* [Direction]:
Write out the items unchanged, starting at the line that contains "# Target: shrub" and continuing through the end of the items.

* [Extracted data]:
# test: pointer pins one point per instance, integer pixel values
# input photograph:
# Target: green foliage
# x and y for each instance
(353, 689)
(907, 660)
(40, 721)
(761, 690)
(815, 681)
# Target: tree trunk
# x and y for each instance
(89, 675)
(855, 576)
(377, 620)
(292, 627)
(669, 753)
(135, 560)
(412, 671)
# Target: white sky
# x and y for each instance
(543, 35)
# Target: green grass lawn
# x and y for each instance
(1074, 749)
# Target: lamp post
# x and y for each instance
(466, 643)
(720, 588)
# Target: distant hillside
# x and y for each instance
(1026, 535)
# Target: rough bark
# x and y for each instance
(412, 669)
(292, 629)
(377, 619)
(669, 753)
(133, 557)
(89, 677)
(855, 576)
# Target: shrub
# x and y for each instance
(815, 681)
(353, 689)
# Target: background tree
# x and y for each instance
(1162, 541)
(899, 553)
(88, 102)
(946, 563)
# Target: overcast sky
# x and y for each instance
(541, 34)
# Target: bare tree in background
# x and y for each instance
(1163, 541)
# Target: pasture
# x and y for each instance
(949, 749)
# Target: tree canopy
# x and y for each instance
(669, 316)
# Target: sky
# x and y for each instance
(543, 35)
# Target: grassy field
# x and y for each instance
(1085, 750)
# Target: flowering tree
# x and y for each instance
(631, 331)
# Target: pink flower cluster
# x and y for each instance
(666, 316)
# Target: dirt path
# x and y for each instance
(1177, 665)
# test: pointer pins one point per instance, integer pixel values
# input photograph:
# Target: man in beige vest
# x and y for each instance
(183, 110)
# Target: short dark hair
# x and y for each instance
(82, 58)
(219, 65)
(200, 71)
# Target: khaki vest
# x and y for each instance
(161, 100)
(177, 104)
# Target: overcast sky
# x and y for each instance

* [Finished task]:
# Target: shrub
# x and y for each instance
(815, 681)
(353, 689)
# Target: background tree
# x and y for each instance
(1162, 541)
(899, 553)
(88, 102)
(946, 563)
# Target: overcast sky
# x and y for each instance
(541, 34)
# Target: bare tree in background
# x and y for each instance
(1163, 541)
# Target: pasture
# x and y for each instance
(949, 749)
# Target: tree canopy
# x and y for each instance
(669, 316)
# Target: sky
# x and y for each instance
(543, 35)
# Target: grassy field
# x and y for each instance
(1085, 750)
# Target: flowering tree
# x and y for each instance
(631, 331)
# Target: pink flower cluster
# x and y for each instance
(666, 316)
# Target: dirt path
# x and y for each instance
(1177, 665)
# test: pointer pins one point per instance, integer pixel values
# input photograph:
# Target: man in beige vest
# x and y for each instance
(183, 110)
# Target: short dark hair
# x and y for each instance
(82, 58)
(219, 65)
(200, 71)
# Target: khaki vest
# x and y for each instance
(161, 100)
(177, 104)
# Target: overcast sky
# x and y for each instance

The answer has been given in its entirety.